PASSAGE PROVIDED -
[Start of Attachment]

Kind of like the Angels?

The rudeness is real ... and warranted.

I just want them to get Mike Trout some pitching

First they need to get a general manager. Los Angeles fired Billy Eppler and then let the contracts of his assistants, Jonathan Strangio and Steve Martone, expire. With free agency underway, three agents asked the same question: Who, exactly, is running things? The answer seems to be director of baseball operations Andrew Ball, but former Angels GM Bill Stoneman is around, as is team president John Carpino. And manager Joe Maddon never strays far from giving input on what he needs.

The Angels have shown interest in upward of a dozen candidates, and the ones being honest will say the clear answer to their issues is Bauer. Bauer and a second free-agent starter, plus Dylan Bundy, Andrew Heaney and Griffin Canning, would be even better. Except with Trout, Rendon, Albert Pujols and Justin Upton alone, the Angels' payroll is at $120 million, and adding Bauer, another free agent or two and arbitration-eligible players, it easily could push $200 million. And considering how he has gutted the team's baseball operations department, the idea of owner Arte Moreno pushing his payroll to that level is far-fetched.

Guess that means the answer is: Either Moreno stretches beyond where he typically does or, no, they will not finally get Mike Trout some pitching.

What are players doing this winter?

For now, big leaguers are preparing like there will be 162 games, because that's the pragmatic thing to do.

[End of Attachment]

REQUIREMENT 1 -
Answer these questions from the passage on the Angels:
(a) Whose contracts did Los Angeles let expire after firing Billy Eppler?
(b) What is the Angels' payroll with only Trout, Rendon, Albert Pujols and Justin Upton counted?
(c) How are big leaguers preparing for now, and why?
REQUIREMENT 2 -
Go on with the passage on the Angels, starting after its final sentence.
The listing that follows has no connection to the passage on the Angels.

DATA -
[Start of Attachment]

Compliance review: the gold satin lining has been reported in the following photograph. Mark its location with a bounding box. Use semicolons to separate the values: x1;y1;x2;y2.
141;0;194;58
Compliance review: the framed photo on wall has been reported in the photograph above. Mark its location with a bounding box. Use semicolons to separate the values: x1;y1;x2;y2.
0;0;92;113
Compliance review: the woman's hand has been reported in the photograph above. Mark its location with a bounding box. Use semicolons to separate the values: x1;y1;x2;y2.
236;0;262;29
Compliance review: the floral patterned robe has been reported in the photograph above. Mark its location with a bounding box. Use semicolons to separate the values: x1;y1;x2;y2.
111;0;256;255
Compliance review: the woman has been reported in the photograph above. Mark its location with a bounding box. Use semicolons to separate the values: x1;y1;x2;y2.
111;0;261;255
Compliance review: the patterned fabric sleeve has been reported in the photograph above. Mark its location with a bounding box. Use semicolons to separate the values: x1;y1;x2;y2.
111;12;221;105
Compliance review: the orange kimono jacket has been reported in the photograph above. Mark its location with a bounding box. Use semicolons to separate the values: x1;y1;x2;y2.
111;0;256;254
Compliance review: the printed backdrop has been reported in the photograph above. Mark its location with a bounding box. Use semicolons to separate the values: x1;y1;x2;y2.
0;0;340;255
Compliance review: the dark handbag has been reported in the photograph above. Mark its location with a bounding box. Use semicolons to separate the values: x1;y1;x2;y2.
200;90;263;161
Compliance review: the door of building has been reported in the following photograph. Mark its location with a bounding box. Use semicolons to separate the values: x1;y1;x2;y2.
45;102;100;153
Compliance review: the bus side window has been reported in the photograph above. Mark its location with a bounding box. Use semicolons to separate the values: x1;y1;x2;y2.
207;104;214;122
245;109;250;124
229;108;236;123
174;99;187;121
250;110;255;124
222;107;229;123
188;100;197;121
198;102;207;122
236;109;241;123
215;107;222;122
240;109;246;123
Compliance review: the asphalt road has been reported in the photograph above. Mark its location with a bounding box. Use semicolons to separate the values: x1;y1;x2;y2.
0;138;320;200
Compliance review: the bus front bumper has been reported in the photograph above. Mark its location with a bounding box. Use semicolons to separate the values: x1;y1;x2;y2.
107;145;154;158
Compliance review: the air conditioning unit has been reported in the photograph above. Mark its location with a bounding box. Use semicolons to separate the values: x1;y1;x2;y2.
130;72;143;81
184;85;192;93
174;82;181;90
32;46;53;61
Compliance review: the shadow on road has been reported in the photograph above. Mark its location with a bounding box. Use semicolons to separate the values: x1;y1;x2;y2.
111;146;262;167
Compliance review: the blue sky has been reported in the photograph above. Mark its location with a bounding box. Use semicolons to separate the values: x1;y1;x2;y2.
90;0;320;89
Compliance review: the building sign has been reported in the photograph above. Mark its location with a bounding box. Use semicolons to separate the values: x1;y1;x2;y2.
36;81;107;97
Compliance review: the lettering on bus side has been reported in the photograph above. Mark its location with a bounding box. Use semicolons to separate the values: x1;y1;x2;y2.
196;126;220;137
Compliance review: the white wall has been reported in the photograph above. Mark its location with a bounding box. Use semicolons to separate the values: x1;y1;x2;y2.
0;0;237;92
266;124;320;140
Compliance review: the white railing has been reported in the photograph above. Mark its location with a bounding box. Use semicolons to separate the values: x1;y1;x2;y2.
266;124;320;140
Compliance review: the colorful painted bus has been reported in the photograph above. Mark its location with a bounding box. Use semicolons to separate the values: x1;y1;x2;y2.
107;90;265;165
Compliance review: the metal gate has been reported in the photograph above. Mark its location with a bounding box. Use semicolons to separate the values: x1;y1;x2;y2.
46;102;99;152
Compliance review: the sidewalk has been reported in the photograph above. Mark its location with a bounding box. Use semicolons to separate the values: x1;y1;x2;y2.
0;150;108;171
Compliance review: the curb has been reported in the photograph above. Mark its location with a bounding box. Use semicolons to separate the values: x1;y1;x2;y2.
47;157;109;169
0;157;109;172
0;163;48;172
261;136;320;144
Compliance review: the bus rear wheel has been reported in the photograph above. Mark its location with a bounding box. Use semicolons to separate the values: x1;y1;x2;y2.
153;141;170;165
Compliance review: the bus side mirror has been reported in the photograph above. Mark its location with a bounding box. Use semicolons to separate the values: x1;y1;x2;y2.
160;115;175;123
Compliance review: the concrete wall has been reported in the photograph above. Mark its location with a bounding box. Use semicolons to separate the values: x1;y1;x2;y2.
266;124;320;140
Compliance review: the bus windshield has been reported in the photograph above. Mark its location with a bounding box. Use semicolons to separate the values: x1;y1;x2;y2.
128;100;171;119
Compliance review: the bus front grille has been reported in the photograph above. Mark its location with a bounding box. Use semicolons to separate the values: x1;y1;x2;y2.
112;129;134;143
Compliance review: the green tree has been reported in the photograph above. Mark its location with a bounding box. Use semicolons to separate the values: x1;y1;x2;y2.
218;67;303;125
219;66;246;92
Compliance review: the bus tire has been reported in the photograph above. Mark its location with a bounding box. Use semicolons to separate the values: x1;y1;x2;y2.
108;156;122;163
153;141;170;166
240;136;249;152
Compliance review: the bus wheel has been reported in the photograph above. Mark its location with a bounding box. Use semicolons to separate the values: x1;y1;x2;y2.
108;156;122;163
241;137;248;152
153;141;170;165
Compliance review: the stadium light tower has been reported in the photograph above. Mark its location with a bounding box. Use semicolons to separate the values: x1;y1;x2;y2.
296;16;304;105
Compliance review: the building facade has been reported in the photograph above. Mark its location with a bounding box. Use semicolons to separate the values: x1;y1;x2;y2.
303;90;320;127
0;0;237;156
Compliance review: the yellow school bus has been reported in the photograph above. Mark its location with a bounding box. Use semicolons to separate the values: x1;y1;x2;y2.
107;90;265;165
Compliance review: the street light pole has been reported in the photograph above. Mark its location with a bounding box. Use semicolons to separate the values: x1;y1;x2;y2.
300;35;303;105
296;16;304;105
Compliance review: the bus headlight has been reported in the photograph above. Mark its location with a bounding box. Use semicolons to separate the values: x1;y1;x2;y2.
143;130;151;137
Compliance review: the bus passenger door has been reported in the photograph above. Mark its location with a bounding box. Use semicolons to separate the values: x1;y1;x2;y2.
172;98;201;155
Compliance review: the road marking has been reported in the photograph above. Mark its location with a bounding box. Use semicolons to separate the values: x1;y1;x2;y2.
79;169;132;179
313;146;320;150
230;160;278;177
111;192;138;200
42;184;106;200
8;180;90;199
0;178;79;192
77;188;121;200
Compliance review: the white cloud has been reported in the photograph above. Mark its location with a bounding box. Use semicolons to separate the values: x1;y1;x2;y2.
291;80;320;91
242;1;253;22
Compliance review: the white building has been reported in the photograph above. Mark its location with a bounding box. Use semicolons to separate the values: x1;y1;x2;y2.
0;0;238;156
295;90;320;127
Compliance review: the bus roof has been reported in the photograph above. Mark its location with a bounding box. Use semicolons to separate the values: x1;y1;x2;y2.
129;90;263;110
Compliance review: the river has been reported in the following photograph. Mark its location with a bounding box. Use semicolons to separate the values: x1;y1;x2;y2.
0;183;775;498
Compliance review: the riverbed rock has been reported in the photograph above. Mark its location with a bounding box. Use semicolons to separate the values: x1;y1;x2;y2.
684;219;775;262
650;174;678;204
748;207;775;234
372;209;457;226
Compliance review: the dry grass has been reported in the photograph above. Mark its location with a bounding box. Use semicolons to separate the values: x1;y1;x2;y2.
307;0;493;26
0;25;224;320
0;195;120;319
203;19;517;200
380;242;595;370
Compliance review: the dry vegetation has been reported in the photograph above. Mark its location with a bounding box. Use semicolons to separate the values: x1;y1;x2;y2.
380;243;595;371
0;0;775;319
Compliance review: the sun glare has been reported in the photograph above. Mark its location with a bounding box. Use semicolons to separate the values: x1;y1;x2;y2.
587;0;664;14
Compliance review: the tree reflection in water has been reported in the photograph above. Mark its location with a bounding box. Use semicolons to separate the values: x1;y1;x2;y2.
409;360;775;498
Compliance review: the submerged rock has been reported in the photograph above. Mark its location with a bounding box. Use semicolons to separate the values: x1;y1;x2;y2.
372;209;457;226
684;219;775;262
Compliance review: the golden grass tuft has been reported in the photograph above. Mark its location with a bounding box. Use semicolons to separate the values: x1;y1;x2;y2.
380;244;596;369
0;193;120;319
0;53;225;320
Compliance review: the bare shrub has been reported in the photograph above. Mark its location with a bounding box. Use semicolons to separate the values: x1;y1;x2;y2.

[End of Attachment]

EXERCISE RESPONSE 1 -
(a) Jonathan Strangio and Steve Martone, Eppler's assistants.
(b) $120 million.
(c) They are preparing as if there will be 162 games, because that is the pragmatic thing to do.

EXERCISE RESPONSE 2 -
Are they really going to play 162?

Opinions vary widely. Optimists say, yeah, sure, of course. Pessimists fear that if fans aren't allowed back into all 30 stadiums, the financial issues will prompt owners to take the same tack next year that they did this year. And pragmatists recognize that threading the needle here, with a collective-bargaining agreement that expires in October, with players angry from a miserable offseason, with owners ready to lock them out, with so much that could go haywire, is going to require the kind of working relationship that the league and union have proved incapable of fostering.

What could save the season?

It remains to be seen if 2021 can be salvaged entirely, but a COVID-19 vaccine would go a long way to ensuring that. The league and teams spent tens of millions of dollars on testing in 2020 -- and that was with a schedule of only 37% of a full, regular-season slate.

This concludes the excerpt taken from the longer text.